Natural language region descriptions
•••••

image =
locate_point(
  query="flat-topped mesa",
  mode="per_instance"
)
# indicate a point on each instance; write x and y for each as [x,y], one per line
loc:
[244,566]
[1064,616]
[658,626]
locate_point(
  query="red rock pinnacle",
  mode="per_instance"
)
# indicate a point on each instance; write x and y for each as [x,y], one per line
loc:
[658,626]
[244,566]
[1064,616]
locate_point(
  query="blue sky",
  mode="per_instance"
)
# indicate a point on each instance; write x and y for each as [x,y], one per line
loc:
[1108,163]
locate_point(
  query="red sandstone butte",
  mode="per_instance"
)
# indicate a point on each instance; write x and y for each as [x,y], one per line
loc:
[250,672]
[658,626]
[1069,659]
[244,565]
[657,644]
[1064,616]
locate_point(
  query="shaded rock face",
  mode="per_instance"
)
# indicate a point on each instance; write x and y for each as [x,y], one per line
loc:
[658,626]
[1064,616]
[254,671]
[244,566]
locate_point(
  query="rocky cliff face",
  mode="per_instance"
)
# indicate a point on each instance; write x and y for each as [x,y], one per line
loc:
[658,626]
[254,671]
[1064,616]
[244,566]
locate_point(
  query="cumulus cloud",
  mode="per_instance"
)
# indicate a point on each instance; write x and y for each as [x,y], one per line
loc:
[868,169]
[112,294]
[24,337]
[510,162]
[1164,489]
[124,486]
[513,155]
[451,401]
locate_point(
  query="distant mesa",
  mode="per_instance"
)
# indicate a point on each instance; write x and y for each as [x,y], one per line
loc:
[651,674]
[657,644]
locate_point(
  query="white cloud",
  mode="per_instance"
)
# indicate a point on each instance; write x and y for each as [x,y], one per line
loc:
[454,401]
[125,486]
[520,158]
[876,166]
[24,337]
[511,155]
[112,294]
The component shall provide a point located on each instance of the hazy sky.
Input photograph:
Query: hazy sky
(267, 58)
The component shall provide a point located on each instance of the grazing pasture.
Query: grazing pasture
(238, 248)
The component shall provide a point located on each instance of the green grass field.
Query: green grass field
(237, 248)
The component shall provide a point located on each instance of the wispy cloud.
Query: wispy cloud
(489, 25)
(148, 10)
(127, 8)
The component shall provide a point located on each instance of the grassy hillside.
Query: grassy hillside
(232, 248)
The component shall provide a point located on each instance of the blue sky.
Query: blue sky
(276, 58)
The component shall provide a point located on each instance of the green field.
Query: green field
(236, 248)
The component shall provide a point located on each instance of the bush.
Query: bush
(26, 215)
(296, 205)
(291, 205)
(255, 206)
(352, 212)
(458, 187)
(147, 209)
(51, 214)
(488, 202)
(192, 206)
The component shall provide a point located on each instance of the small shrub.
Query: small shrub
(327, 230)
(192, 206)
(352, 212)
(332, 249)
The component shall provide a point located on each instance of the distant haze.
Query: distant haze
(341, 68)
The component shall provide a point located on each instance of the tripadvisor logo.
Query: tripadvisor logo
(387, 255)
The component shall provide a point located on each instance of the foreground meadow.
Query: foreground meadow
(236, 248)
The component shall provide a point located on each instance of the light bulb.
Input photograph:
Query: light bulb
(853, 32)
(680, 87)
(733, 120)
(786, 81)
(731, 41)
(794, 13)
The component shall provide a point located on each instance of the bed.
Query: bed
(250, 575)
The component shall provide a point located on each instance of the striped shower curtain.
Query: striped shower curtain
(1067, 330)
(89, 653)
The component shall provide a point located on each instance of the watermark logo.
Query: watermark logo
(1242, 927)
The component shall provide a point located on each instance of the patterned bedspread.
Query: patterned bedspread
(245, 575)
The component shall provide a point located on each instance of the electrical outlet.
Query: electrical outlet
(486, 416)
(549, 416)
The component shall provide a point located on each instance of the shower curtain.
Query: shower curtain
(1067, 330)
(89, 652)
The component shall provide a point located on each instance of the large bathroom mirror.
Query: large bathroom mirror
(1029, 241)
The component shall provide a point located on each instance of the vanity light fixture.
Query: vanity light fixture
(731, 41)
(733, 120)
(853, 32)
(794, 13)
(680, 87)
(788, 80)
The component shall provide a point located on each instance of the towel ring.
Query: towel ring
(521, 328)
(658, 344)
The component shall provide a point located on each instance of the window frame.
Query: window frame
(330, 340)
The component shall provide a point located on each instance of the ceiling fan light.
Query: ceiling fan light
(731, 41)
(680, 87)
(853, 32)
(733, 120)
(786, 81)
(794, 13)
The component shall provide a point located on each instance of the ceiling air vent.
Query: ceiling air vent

•••••

Exercise:
Write out all of the records exactly as they stand above.

Written reply:
image =
locate_point(
  query="flat-topped mesa",
  mode="per_instance"
)
# indicate a point on each instance; write x and y for each as [x,y], one per line
loc:
[244,566]
[1064,616]
[658,626]
locate_point(
  query="red rock pinnacle",
  mode="per_instance"
)
# indicate a point on each instance; write x and y for each as [x,y], one per line
loc:
[658,626]
[244,566]
[1064,616]
locate_point(
  query="blue sky",
  mode="per_instance"
)
# indicate a point on each instance; write x and y for each as [x,y], one per line
loc:
[1108,163]
locate_point(
  query="red sandstone butte",
  mode="per_instance"
)
# indicate a point on each instance; write x and y for each as [x,y], one per line
loc:
[250,672]
[658,626]
[1069,659]
[244,565]
[657,644]
[1064,616]
locate_point(
  query="shaded rock face",
  mode="per_instance"
)
# indicate a point on each instance; write x and y for each as [x,y], one per line
loc:
[658,626]
[1064,616]
[254,671]
[244,566]
locate_point(
  query="rocky cliff face",
  mode="per_instance"
)
# indicate a point on each instance; write x and y for each as [x,y], one per line
loc:
[658,626]
[254,671]
[1064,616]
[244,566]
locate_point(
  query="cumulus cloud",
  mode="per_instance"
)
# indicate a point on each instance; write x and y for each as [x,y], one per line
loc:
[868,169]
[112,294]
[24,337]
[510,162]
[1164,489]
[124,486]
[513,155]
[451,401]
locate_point(
  query="distant mesa",
  mode="per_instance"
)
# indicate a point on each instance; write x and y for each as [x,y], one per line
loc:
[651,674]
[657,644]
locate_point(
  query="white cloud",
  mode="per_instance"
)
# indicate a point on each instance; write x and y for each as [x,y], one per line
loc:
[454,401]
[125,486]
[520,158]
[876,166]
[24,337]
[511,155]
[112,294]
The component shall provide a point located on each instance of the hazy sky.
Input photograph:
Query: hazy sky
(267, 58)
The component shall provide a point located on each instance of the grazing pasture.
Query: grazing pasture
(238, 248)
The component shall provide a point located on each instance of the green grass field.
Query: green grass field
(237, 248)
The component shall provide a point located on each instance of the wispy cloud.
Query: wispy cloud
(489, 25)
(148, 10)
(127, 8)
The component shall provide a point located on each instance of the grassy hillside.
Query: grassy hillside
(232, 248)
The component shall provide a point located on each instance of the blue sky.
Query: blue sky
(276, 58)
The component shall provide a point located on each instance of the green field.
Query: green field
(236, 248)
The component shall provide a point located on each instance of the bush.
Query: bush
(26, 215)
(296, 205)
(291, 205)
(255, 206)
(352, 212)
(458, 187)
(147, 209)
(51, 214)
(488, 202)
(192, 206)
The component shall provide a point located on each instance of the small shrub.
Query: small shrub
(327, 230)
(192, 206)
(352, 212)
(332, 249)
The component shall provide a point located on each instance of the distant haze.
Query: distant haze
(341, 68)
The component shall provide a point located on each instance of the tripadvisor logo.
Query: tripadvisor logo
(387, 255)
The component shall provide a point located on each instance of the foreground meadow.
Query: foreground meadow
(236, 248)
The component shall provide a point located on each instance of the light bulb.
Input photograph:
Query: light bulb
(853, 32)
(680, 87)
(733, 120)
(786, 81)
(731, 41)
(794, 13)
The component shall provide a point located on each instance of the bed.
Query: bed
(250, 575)
The component shall provide a point located on each instance of the striped shower curtain.
Query: striped shower curtain
(1067, 330)
(89, 653)
The component shall provide a point located on each instance of the watermark logo.
Query: watermark logo
(1242, 927)
The component shall provide a point located on each instance of the patterned bedspread.
Query: patterned bedspread
(245, 575)
The component shall provide a point located on each instance of the electrical outlet.
Query: electrical outlet
(486, 416)
(549, 416)
The component shall provide a point located on each instance of the shower curtain.
Query: shower curtain
(1067, 330)
(89, 652)
The component shall provide a point located on each instance of the large bathroom mirror.
Query: large bathroom mirror
(1029, 241)
The component shall provide a point located on each instance of the vanity light fixture.
Query: vanity light fixture
(731, 41)
(733, 120)
(853, 32)
(794, 13)
(680, 87)
(788, 80)
The component shall provide a point located on each instance of the towel ring.
Query: towel ring
(521, 328)
(658, 344)
The component shall provide a point located on each instance of the window frame.
Query: window frame
(330, 340)
The component shall provide a point located on each instance of the ceiling fan light.
Query: ceiling fan light
(731, 41)
(680, 87)
(853, 32)
(733, 120)
(786, 81)
(794, 13)
The component shall provide a point located on each instance of the ceiling air vent.
Query: ceiling air vent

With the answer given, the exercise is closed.